## READING TEXT

————

Plotting#

In columnflow, there are multiple tasks to create plots. This section showcases how to create and customize a plot based on the PlotVariables1D task. The usage of other plotting tasks is mostly analogous to the PlotVariables1D task. The most important differences compared to PlotVariables1D are presented in a separate section for each of the other plotting tasks. An overview of all plotting tasks is given in the Plotting tasks section.

Creating your first plot#

Assuming you used the analysis template to setup your analysis, you can create a first plot by running

law run cf.PlotVariables1D --version v1 \
    --calibrators example --selector example --producer example \
    --processes data,tt,st --variables n_jet --categories incl,2j

This will run the full analysis chain for the given processes (data, tt, st) and should create plots looking like this:

../_images/cf.PlotVariables1D_tpl_config_analy__1__12dfac316a__plot__proc_3_7727a49dc2__cat_incl__var_n_jet.pdf

../_images/cf.PlotVariables1D_tpl_config_analy__1__12dfac316a__plot__proc_3_7727a49dc2__cat_2j__var_n_jet.pdf

The PlotVariables1D task is located at the bottom of our task graph, which means that all tasks leading to PlotVariables1D will be run for all datasets corresponding to the --processes we requested using the Calibrators, Selector, and Producers (often referred to as CSPs) as requested. In the following examples, we will skip the --calibrators, --selector and --producers parameters, which means that the defaults defined in the config will be used automatically. Examples on how to implement your own CSPs can be found in the calibrators, selectors, and producers sections of the user guide. The --variables parameter defines, for which variables we want to create histograms and plots. Variables are order objects that need to be defined in the config as shown in the config objects section. The column corresponding to the expression statement needs to be stored either after the ReduceEvents task or as part of a Producer used in the ProduceColumns task. For each of the category given with the --categories parameter, one plot will be produced. A detailed guide on how to implement categories in Columnflow is given in the categories section.

To define which processes and datasets to consider when plotting, you can use the --processes and --datasets parameter. When only processes are given, all datasets corresponding to the requested processes will be considered. When only datasets are given, all processes in the config will be considered. The --processes parameter can be used to change the order of processes in the stack and the legend (try for example --processes st,tt instead) and to further distinguish between sub-processes (e.g. via --processses tt_sl,tt_dl,tt_fh).

————

## LISTING
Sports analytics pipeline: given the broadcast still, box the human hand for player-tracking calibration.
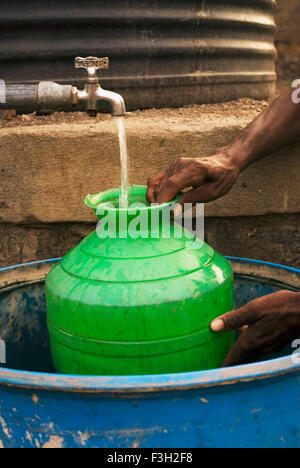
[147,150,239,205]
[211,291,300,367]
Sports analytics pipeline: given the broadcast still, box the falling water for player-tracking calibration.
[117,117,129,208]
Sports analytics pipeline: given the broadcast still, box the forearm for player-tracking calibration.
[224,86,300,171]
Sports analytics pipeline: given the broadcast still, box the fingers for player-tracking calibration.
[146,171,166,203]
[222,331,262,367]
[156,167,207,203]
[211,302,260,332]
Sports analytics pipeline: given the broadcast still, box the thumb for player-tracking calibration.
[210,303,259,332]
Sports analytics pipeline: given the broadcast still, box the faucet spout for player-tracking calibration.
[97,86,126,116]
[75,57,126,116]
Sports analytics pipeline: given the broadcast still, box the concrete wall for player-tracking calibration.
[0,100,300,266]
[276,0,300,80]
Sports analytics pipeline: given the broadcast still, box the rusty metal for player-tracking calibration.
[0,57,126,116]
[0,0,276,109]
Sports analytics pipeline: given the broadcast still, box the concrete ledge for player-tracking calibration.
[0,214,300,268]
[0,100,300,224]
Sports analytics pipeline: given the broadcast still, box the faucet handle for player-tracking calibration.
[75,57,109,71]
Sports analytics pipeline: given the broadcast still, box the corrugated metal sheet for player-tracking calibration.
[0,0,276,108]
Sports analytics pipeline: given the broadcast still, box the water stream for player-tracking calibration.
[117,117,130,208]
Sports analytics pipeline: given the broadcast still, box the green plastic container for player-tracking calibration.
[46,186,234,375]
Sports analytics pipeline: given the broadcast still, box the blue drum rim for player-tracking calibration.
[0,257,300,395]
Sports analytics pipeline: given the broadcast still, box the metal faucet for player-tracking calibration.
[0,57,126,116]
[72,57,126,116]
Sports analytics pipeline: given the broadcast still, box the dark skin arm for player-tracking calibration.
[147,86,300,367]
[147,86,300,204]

————

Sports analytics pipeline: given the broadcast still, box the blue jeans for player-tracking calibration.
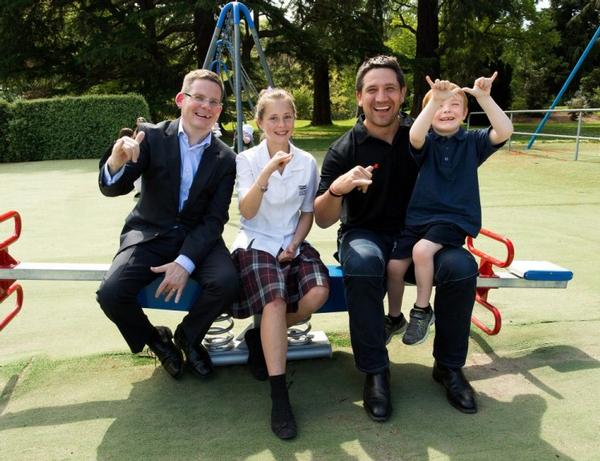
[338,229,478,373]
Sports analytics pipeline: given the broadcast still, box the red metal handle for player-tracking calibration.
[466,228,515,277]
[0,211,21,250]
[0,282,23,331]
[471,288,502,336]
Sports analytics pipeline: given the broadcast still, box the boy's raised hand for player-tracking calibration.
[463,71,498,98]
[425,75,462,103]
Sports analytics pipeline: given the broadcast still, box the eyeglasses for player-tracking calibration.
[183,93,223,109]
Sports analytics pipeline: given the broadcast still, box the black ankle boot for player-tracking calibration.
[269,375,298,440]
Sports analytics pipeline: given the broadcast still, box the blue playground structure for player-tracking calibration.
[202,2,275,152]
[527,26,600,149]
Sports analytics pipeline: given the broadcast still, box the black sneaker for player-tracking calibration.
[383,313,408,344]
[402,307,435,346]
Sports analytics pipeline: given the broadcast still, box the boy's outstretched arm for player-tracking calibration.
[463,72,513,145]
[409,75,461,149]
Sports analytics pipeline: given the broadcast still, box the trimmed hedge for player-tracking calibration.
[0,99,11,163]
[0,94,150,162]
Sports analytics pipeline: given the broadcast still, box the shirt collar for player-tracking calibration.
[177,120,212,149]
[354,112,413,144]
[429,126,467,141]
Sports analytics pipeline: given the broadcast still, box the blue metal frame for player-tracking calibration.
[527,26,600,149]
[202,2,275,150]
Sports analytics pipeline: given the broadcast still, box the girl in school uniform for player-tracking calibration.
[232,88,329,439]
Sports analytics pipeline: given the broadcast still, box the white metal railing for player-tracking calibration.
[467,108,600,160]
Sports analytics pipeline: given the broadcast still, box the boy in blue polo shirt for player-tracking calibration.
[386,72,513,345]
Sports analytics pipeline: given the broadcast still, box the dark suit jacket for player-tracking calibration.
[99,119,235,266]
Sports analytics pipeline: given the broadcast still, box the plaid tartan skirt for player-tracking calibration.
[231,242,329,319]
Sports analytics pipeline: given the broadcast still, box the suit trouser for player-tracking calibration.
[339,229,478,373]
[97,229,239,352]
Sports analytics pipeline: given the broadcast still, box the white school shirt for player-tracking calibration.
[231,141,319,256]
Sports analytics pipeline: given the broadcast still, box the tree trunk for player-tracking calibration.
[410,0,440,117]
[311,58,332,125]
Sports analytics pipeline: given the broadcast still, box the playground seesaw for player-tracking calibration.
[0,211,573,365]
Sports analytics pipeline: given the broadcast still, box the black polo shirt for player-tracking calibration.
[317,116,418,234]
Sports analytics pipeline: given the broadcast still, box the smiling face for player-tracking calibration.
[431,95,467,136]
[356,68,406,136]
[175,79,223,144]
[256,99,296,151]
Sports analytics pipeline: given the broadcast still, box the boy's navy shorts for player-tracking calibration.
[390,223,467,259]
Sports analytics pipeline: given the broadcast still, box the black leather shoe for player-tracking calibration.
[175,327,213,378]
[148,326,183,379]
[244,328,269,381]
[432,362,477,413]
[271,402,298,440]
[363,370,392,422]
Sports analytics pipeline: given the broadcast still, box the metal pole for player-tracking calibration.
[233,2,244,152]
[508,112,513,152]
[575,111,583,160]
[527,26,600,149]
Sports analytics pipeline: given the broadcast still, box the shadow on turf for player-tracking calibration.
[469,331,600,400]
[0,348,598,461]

————

## SHORT EXERCISE
Pick up the columnflow plotting guide after its last sentence and carry it further. The rows are not needed for this.

## THE ANSWER
Customization of plots#

There are many different parameters implemented that allow customizing the style of a plot. A short overview to all plotting parameters is given in the Plotting tasks. In the following, a few exemplary task calls are given to present the usage of our plotting parameters, using the PlotVariables1D task. Most paramaters are shared between the different plotting tasks. The most important changes regarding the task parameters are discussed in separate sections for each type of plotting task.

Per default, the PlotVariables1D task creates one plot per variable with all Monte Carlo processes being included in a stack and data being shown as separate points. The bottom subplot shows the ratio between signal and all processes included in the stack and can be disabled via the --skip_ratio parameter. To change the text next to the label, you can add the --cms-label parameter.

To compare shapes of multiple processes, you might want to plot each process separately as one line. To achieve this, you can use the unstack option of the --process-settings parameter. This parameter can also be used to change other attributes of your process instances, such as color, label, and the scale. To better compare shapes of processes, we can normalize each line with the --shape-norm parameter. Combining all the previously discussed parameters might lead to a task call such as

law run cf.PlotVariables1D --version v1 --processes tt,st --variables n_jet,jet1_pt \
    --skip-ratio --shape-norm --cms-label simpw \
    --process-settings "tt,unstack,color=#e41a1c:st,unstack,label=Single Top"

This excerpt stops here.